RECORD EXTRACTS:
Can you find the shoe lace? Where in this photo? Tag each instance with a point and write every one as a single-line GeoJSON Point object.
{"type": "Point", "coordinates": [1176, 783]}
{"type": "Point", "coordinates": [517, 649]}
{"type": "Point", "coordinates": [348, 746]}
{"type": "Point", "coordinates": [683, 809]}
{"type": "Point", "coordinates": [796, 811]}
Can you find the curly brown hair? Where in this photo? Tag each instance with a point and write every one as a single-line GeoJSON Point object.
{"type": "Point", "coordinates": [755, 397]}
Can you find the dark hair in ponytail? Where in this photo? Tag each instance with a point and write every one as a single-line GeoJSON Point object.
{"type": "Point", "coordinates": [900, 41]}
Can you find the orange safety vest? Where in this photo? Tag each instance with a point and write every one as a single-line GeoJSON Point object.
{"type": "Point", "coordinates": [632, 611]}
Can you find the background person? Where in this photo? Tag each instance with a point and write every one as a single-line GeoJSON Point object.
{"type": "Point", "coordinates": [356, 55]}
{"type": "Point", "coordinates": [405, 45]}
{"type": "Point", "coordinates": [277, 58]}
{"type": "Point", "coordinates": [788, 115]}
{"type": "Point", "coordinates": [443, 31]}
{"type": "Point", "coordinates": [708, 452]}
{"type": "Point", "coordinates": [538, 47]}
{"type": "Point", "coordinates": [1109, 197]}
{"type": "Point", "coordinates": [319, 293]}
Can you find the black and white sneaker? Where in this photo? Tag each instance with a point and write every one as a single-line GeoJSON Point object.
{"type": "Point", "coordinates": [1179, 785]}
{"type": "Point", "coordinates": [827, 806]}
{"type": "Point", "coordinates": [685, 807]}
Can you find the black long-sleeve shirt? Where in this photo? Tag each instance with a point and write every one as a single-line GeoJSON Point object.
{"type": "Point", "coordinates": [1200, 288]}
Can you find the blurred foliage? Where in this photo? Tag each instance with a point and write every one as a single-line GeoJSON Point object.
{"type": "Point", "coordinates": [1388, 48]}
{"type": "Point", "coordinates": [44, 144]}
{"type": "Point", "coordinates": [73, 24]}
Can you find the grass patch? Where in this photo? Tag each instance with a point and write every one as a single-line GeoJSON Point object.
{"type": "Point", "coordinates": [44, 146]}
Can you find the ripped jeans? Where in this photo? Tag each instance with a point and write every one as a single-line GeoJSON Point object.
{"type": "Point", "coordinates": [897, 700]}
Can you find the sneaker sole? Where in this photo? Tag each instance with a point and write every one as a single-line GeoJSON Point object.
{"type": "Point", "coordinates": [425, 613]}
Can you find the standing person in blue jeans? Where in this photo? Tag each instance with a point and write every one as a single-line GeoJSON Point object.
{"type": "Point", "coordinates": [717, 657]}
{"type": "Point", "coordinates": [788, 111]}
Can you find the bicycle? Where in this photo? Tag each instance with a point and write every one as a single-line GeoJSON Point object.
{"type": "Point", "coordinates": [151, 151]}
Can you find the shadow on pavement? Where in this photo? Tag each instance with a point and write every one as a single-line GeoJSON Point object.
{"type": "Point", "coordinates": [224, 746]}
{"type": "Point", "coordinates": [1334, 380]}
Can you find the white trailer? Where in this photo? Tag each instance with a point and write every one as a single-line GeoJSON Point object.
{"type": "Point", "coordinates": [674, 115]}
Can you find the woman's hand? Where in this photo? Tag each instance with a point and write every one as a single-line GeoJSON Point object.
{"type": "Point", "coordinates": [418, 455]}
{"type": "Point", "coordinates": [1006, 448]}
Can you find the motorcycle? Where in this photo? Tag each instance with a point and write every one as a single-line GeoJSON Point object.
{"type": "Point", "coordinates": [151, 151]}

TASK TO CARRY OUT:
Print each line of the data exactly. Keep all of it.

ANSWER TO THIS EXERCISE:
Can you find the shoe lace? Where in this photo? Tag each instance with a point and write every one as a single-line GeoJSON Point object.
{"type": "Point", "coordinates": [1176, 783]}
{"type": "Point", "coordinates": [517, 649]}
{"type": "Point", "coordinates": [348, 746]}
{"type": "Point", "coordinates": [683, 809]}
{"type": "Point", "coordinates": [796, 811]}
Can you find the curly brown hair? Where in this photo? Tag each instance with a point and write every one as a single-line GeoJSON Point object.
{"type": "Point", "coordinates": [755, 397]}
Can you find the dark hair in ponytail? Where in this photo? Tag each instance with a point and write every one as a single-line GeoJSON Point object.
{"type": "Point", "coordinates": [900, 41]}
Can you find the orange safety vest? Where in this photo? Tag each instance with a point and write every one as a single-line GeoJSON Point object.
{"type": "Point", "coordinates": [632, 611]}
Can you find the background person? Where in this photo? Tag each instance with a point and write every one as a single-line GeoJSON Point object.
{"type": "Point", "coordinates": [356, 55]}
{"type": "Point", "coordinates": [405, 45]}
{"type": "Point", "coordinates": [277, 58]}
{"type": "Point", "coordinates": [788, 115]}
{"type": "Point", "coordinates": [443, 31]}
{"type": "Point", "coordinates": [708, 452]}
{"type": "Point", "coordinates": [538, 47]}
{"type": "Point", "coordinates": [1109, 197]}
{"type": "Point", "coordinates": [319, 293]}
Can you find the black and white sneaker? Where in this photo? Tag each instance with a point and write every one as a single-line GeoJSON Point object.
{"type": "Point", "coordinates": [1179, 785]}
{"type": "Point", "coordinates": [827, 806]}
{"type": "Point", "coordinates": [685, 807]}
Can you find the black long-sleeve shirt? Where in this photo? Tag each instance with a point and write every one as a single-line GeoJSON Point object.
{"type": "Point", "coordinates": [1200, 288]}
Can you find the blurred foliage? Where in this photo? Tag each instance with a point and write every one as a single-line GeoJSON Point object.
{"type": "Point", "coordinates": [1388, 48]}
{"type": "Point", "coordinates": [44, 144]}
{"type": "Point", "coordinates": [73, 24]}
Can you find the grass patch? Where in this photo? Tag each instance with a point and write every one as a single-line GeoJSON Point object.
{"type": "Point", "coordinates": [44, 146]}
Can you find the ripped jeans? Where in this photo? Tag each instance with a point and write every one as a single-line GeoJSON Point object.
{"type": "Point", "coordinates": [897, 700]}
Can you find the sneaker sole? Where in this photo? Tag each instance with a point and write every one as a single-line GeoJSON Point object.
{"type": "Point", "coordinates": [425, 613]}
Can you find the standing person in blue jeans? Where in this photo? Tag each instance with a point and write every one as a single-line GeoJSON Point object.
{"type": "Point", "coordinates": [717, 657]}
{"type": "Point", "coordinates": [788, 111]}
Can you find the bicycle? Where in this photo? Tag each instance with a point and write every one as a single-line GeoJSON Point object.
{"type": "Point", "coordinates": [151, 151]}
Can you find the shadow on pavement? Where in this photo? Tag each instance with a point and write every one as a single-line GeoJSON Point object.
{"type": "Point", "coordinates": [224, 746]}
{"type": "Point", "coordinates": [1334, 380]}
Can you find the white trailer? Where in this photo? Tag each instance with a point and write every one as a single-line GeoJSON Point object.
{"type": "Point", "coordinates": [674, 115]}
Can you find the woman's hand? Where in this photo? Tag each instance with a point and write every one as a single-line GeoJSON Point object.
{"type": "Point", "coordinates": [418, 455]}
{"type": "Point", "coordinates": [1006, 448]}
Can you find the motorcycle? Where in this photo? Tag each instance with a point and write every one as a single-line GeoJSON Point object.
{"type": "Point", "coordinates": [151, 151]}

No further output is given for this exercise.